Given request A:
Using the PageRank write-up below, decide whether each statement agrees with it. Answer yes or no for each, and quote the deciding words: (i) The default dampingFactor is 0.85. (ii) The writer prefers the second version of the formula. (iii) To make the computation converge sooner, the tolerance should be decreased.

Needless to say, we need to project the original graph into a new one where there are only User nodes, and if there is a FRIENDS relationship between a pair of User nodes, we generate 2 relationships of type FRIEND_OF in different directions. As an example, projecting that into a named graph:

CALL gds.graph.create(
'my-graph',
{
User: {
label: 'User'
}
},
{
FRIEND_OF: {
type: 'FRIENDS',
orientation: 'UNDIRECTED'
}
}
)

Before moving on, we take some time to discuss the PageRank formula. The original one is:

PageRank formula (Original)

But the formula used for PageRank implementation in Neo4j’s Graph Data Science Library is:

PageRank formula (GDS’s Implementation)

As a result, the side effect, according to Wikipedia, is “The difference between them is that the PageRank values in the first formula sum to one, while in the second formula each PageRank is multiplied by N and the sum becomes N.” I prefer the second version, because in my opinion, manipulating very small numbers need extra attention, regarding the accuracy. As in Appendix [2], PageRank scores are found to be stored as Java'sDouble, which should be decently good if not dividing by N (the total number of nodes) in PageRank score computation.

The next step is to run PageRank algorithm on the projected graph. There are some parameters that can be configured to affect how the algorithm computes the scores. Notably:

  • dampingFactor: default 0.85.
  • tolerance: default 0.0000001.
  • maxIterations: default 20.

To my knowledge, Damping Factor 0.85 is found to be generally good. The PageRank implementation follows interative approach, meaning it keeps computing iteratively until the maxIterations is reached or the changes of PageRank scores in all nodes are less than tolerance. If we want the computation to soon converge, then increase the tolerance. If we want to find out more stable PageRank scores, increase the maxIterations and decrease the tolerance. But trade-off would be time-consuming and we might risk not finding expectedly stable scores for all nodes.

Given request B:
Copy out the listing again without changes, starting at the line that contains "the white metal" and running to the end of the listing, with both ends included.

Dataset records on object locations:
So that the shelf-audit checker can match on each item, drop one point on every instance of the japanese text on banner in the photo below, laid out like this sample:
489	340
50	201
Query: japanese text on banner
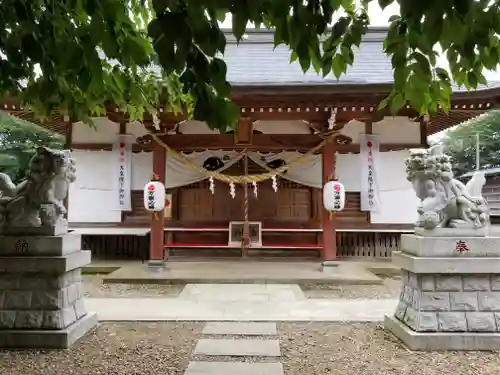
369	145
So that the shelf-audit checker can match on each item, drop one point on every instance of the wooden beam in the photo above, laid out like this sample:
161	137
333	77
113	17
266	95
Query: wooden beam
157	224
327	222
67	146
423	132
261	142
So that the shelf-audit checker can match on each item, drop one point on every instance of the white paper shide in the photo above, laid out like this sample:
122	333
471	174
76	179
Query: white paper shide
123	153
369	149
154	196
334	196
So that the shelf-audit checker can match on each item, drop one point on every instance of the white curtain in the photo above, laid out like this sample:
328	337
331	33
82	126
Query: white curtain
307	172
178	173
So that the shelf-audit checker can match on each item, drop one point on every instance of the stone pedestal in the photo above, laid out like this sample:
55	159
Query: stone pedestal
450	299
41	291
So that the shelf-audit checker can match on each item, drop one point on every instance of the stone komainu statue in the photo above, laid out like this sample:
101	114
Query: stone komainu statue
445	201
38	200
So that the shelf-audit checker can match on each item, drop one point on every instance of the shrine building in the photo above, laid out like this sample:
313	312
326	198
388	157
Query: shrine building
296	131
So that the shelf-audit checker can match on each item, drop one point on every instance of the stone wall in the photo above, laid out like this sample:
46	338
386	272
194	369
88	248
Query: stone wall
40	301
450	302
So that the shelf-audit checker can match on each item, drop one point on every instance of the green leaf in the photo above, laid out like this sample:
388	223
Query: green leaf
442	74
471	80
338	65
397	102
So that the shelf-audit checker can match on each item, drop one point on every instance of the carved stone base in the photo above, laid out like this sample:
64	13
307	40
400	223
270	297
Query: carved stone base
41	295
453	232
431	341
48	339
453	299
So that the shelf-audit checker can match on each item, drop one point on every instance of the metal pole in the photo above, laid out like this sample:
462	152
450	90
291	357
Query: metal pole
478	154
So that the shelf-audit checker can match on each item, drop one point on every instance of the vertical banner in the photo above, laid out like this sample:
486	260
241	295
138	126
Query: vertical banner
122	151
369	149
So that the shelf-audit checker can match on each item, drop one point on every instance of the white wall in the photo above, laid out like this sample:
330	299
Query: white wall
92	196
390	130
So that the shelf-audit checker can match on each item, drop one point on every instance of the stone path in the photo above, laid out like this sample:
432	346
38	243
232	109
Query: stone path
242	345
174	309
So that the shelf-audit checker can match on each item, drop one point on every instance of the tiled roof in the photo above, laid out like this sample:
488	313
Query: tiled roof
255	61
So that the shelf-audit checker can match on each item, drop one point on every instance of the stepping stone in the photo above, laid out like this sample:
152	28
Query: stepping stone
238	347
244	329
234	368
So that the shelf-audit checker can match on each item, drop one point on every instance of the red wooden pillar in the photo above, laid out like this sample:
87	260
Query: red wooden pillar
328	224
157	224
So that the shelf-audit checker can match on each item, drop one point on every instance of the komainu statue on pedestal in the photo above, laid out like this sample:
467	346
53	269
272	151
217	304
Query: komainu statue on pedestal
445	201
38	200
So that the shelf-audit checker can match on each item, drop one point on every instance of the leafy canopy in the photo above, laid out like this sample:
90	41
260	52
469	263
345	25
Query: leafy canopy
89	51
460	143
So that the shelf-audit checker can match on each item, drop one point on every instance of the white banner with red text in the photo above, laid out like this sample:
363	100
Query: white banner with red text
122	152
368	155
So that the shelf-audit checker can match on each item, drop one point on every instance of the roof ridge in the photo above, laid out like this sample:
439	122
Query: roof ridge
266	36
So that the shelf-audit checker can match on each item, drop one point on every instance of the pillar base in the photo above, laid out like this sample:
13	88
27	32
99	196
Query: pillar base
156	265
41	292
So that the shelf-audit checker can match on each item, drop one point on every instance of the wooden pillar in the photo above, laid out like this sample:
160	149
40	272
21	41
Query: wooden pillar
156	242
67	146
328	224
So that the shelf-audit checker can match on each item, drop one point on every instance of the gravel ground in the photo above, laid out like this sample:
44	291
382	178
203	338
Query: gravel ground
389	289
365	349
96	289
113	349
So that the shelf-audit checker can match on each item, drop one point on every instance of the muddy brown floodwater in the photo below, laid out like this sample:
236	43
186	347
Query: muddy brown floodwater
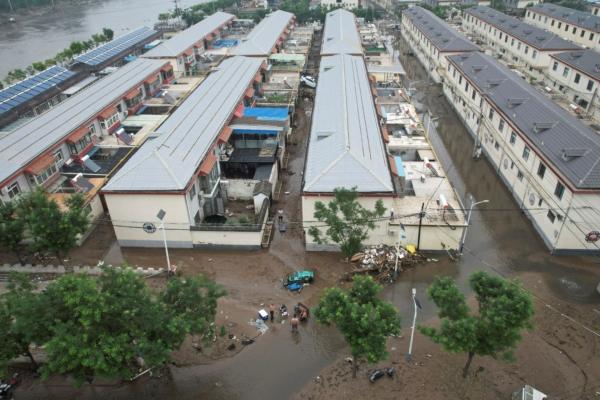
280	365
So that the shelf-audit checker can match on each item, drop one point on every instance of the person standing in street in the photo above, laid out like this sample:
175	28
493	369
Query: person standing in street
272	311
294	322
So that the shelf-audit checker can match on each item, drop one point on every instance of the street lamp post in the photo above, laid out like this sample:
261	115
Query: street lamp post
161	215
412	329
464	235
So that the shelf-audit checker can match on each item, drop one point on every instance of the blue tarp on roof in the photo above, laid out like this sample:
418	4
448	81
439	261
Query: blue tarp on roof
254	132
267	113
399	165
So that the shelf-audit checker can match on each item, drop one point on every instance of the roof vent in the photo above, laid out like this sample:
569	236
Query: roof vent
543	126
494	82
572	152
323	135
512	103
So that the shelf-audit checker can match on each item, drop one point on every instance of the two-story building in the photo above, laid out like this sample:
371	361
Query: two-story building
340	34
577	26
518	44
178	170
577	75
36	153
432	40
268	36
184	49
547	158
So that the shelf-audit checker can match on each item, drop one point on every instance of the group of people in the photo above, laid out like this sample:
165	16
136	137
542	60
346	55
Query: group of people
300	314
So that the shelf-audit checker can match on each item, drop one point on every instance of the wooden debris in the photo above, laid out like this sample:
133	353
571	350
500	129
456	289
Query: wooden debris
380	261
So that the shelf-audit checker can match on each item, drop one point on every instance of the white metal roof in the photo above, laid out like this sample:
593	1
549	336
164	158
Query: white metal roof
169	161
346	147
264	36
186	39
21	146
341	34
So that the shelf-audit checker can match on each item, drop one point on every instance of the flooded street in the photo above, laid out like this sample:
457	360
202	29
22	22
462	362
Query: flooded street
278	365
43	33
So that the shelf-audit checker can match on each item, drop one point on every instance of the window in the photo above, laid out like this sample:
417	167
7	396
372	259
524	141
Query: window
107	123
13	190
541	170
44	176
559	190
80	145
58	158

Task solution A:
(i) Yes: "dampingFactor: default 0.85."
(ii) Yes: "I prefer the second version"
(iii) No: "If we want the computation to soon converge, then increase the tolerance."

Task solution B:
So that the shelf-audit checker can match on each item, drop one point on every instance of the white metal roof in the photo above, laid out like this sample:
593	1
549	336
164	158
Query: white metal roof
169	161
346	147
264	36
186	39
21	146
341	34
So that the shelf-audit checker can match on each item, drop one point on every instance of the flooded street in the photo above, laid out like this sample:
457	360
202	29
22	22
462	362
Query: flooded street
278	365
43	33
So that the shelf-audit checker can match on each item, drop one point on every instance of the window in the photo above, laid out like this sample:
417	167
7	396
372	259
524	141
Query: window
107	123
13	190
541	170
44	176
559	190
80	145
58	158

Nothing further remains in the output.